◆ **DIRECTIVE**
Count the lines in the records below that contain the string "backpack", with case taken into account. Give only the number.

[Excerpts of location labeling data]
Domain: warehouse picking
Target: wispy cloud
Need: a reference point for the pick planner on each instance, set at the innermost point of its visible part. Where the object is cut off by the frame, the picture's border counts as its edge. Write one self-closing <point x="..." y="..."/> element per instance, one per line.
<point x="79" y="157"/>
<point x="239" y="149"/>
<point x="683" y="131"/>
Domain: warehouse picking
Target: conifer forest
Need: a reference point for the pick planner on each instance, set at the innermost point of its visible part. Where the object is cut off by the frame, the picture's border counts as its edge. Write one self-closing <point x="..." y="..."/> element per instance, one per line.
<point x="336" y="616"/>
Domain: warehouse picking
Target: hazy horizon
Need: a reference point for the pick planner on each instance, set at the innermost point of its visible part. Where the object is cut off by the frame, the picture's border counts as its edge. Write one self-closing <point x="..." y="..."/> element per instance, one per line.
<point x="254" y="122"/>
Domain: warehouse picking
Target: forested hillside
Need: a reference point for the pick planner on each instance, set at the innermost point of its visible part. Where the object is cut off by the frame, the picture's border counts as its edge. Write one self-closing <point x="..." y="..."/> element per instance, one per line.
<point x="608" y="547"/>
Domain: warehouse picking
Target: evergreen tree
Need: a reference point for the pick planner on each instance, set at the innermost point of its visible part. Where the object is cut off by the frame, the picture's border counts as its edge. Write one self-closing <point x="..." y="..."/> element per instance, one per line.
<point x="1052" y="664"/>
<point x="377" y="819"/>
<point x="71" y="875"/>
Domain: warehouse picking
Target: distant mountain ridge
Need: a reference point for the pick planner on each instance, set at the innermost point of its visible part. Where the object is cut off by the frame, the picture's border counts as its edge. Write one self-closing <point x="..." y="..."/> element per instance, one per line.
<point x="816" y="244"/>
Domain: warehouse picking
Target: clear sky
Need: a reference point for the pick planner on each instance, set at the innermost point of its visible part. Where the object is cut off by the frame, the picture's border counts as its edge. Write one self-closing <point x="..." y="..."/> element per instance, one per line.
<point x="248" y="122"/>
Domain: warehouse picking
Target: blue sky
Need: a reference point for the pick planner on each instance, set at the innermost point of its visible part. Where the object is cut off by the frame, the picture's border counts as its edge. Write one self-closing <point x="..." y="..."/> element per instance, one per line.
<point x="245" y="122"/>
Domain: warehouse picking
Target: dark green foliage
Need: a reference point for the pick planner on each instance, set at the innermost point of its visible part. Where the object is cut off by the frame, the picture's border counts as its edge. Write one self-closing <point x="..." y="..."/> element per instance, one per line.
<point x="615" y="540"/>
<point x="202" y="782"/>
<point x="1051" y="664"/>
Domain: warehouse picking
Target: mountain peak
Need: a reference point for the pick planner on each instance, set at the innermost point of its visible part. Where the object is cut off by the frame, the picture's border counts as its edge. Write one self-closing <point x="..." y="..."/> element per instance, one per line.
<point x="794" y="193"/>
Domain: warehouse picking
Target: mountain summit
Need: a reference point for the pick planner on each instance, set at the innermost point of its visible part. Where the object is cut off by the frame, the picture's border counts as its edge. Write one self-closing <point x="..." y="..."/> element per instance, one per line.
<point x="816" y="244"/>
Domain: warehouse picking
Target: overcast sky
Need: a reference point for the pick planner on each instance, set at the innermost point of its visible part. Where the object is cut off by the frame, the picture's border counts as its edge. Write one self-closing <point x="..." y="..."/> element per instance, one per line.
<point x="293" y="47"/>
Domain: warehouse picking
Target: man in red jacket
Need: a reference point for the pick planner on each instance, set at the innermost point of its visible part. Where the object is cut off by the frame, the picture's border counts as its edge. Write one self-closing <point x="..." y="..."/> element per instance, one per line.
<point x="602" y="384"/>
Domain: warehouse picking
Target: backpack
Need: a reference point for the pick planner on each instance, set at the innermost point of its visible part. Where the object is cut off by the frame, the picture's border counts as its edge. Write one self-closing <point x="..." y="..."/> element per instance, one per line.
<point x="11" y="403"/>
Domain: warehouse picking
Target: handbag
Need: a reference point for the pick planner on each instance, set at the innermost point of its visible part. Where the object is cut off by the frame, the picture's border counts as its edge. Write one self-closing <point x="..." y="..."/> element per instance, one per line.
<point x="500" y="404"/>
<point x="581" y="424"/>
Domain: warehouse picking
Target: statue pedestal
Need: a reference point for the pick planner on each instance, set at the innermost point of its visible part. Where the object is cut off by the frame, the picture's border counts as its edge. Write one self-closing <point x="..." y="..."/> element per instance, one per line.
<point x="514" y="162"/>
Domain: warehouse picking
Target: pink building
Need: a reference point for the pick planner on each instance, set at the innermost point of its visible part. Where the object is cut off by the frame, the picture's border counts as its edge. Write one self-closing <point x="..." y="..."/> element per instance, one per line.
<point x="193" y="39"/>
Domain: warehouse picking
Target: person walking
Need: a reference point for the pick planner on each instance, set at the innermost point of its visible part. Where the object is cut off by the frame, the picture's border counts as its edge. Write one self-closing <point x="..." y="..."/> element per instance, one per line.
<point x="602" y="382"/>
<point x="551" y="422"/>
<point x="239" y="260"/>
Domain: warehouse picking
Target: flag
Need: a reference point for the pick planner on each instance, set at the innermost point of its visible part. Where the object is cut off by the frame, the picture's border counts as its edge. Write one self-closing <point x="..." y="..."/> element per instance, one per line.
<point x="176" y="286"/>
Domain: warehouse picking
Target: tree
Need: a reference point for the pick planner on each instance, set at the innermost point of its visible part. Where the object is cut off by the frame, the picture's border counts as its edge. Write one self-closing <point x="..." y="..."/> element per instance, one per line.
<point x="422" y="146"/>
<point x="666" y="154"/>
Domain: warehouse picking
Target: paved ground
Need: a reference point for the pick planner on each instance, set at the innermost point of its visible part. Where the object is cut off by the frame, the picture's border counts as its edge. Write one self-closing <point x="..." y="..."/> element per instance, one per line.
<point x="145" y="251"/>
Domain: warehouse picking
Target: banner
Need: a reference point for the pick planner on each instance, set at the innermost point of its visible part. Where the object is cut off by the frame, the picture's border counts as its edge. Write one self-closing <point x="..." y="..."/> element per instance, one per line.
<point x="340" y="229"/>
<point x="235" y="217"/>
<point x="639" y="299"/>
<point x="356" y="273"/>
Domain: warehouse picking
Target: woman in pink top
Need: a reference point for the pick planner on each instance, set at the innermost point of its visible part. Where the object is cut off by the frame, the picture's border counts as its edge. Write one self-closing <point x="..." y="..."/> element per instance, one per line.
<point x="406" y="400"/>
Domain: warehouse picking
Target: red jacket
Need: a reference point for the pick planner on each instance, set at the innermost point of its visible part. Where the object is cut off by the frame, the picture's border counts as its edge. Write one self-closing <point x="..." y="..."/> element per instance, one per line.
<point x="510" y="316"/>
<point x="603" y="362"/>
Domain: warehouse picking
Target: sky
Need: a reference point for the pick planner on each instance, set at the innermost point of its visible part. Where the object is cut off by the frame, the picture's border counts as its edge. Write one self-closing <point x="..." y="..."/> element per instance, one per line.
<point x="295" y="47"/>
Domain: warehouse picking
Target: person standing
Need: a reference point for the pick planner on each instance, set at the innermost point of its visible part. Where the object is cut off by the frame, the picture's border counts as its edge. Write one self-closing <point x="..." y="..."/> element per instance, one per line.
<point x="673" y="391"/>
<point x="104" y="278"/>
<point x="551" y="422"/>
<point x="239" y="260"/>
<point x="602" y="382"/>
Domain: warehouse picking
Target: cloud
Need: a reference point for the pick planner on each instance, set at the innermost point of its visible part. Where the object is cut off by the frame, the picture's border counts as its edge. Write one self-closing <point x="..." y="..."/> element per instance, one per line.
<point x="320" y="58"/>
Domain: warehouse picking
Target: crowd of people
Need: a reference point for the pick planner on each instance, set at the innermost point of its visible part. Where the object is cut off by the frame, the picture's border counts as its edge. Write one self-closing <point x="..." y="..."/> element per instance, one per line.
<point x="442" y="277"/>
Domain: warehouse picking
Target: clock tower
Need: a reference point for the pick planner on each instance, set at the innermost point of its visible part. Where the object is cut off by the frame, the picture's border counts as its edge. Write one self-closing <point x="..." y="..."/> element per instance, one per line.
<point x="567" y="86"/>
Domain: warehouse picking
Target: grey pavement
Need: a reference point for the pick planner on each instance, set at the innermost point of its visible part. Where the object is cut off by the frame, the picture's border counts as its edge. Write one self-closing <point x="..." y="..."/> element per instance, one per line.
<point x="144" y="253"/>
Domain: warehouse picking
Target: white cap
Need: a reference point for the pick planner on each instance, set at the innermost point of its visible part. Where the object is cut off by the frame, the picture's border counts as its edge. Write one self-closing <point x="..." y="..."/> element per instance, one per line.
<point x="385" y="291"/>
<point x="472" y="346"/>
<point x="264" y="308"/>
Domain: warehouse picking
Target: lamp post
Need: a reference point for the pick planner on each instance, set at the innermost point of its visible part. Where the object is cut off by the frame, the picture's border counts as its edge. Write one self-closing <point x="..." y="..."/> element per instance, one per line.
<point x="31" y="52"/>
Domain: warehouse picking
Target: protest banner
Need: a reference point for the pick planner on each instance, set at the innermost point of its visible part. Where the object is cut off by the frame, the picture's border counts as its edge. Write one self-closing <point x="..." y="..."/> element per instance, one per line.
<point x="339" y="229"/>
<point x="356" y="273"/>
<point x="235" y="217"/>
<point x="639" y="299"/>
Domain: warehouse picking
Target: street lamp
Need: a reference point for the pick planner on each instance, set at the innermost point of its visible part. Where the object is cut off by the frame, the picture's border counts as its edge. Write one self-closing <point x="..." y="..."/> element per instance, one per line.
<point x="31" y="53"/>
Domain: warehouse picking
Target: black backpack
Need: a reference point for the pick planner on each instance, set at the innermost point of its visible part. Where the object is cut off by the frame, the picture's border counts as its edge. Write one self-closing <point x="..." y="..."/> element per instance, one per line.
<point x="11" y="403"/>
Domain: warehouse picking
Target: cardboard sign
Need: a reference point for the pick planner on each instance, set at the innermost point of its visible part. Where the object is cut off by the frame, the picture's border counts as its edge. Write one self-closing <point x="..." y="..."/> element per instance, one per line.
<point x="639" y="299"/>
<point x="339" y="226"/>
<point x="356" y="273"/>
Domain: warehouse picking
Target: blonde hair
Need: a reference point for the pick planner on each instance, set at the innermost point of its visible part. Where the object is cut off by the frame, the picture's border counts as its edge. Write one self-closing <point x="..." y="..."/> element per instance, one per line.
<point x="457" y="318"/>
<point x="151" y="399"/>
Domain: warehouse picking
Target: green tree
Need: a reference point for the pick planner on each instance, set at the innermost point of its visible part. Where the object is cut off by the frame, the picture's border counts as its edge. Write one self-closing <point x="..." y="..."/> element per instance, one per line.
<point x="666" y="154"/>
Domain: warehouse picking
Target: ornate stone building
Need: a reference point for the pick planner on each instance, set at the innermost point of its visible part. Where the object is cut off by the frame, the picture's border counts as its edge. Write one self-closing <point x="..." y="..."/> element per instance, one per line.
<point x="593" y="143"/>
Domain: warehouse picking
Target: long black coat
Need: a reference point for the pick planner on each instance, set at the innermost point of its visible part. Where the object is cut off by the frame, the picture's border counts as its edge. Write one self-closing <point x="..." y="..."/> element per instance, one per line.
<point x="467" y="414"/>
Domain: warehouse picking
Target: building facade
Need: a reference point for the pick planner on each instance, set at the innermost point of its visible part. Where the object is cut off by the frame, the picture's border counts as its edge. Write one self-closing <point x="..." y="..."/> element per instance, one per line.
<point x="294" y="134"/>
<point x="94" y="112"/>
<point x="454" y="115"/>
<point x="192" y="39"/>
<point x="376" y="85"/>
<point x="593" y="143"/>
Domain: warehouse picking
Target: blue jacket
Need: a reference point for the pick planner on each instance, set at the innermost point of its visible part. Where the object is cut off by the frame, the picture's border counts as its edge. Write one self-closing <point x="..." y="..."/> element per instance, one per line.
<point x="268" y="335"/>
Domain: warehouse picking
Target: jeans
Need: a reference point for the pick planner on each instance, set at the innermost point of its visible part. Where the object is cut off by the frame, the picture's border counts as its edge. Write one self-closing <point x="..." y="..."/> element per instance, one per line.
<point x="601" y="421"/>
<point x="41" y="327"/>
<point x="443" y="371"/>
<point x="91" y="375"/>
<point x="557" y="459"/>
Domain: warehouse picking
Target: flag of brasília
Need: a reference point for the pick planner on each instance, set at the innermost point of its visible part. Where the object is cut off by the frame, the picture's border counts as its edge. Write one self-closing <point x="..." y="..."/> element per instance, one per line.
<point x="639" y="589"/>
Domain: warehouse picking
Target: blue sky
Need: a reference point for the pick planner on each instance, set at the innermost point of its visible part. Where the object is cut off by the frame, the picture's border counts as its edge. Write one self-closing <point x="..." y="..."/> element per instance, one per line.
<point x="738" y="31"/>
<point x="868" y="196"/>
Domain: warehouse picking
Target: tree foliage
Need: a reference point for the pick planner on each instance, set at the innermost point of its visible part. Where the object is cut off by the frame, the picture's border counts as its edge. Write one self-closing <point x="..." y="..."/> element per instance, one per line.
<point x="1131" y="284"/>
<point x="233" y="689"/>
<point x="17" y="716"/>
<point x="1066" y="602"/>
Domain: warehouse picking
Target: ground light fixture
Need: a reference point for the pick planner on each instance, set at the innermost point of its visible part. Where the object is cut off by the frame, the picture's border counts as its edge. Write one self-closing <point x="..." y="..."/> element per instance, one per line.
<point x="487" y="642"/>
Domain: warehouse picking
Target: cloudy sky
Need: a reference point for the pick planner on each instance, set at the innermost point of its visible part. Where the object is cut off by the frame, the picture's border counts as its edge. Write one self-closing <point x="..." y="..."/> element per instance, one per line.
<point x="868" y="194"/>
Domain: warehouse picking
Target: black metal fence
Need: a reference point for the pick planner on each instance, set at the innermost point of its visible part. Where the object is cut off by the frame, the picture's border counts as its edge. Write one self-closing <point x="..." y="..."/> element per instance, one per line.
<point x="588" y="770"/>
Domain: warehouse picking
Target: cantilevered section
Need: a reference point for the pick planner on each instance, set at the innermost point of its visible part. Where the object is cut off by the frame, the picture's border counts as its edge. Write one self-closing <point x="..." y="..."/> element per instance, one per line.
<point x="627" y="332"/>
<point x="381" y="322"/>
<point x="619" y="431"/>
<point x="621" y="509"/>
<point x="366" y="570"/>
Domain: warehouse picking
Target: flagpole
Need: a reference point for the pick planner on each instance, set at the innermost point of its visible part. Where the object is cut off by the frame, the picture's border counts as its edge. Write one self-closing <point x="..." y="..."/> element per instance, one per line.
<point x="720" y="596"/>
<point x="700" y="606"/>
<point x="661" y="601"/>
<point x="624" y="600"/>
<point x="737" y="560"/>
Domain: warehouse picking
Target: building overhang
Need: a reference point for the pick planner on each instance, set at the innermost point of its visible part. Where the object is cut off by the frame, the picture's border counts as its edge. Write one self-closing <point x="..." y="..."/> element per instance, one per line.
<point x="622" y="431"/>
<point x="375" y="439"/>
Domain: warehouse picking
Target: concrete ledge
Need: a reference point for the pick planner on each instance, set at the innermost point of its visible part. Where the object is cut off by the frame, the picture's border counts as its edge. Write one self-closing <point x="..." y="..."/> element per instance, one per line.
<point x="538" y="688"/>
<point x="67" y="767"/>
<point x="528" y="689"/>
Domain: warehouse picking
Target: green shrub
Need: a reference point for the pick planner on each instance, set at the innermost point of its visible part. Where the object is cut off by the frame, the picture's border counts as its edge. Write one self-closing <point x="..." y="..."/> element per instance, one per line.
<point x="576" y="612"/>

◆ **ANSWER TO THIS PROBLEM**
2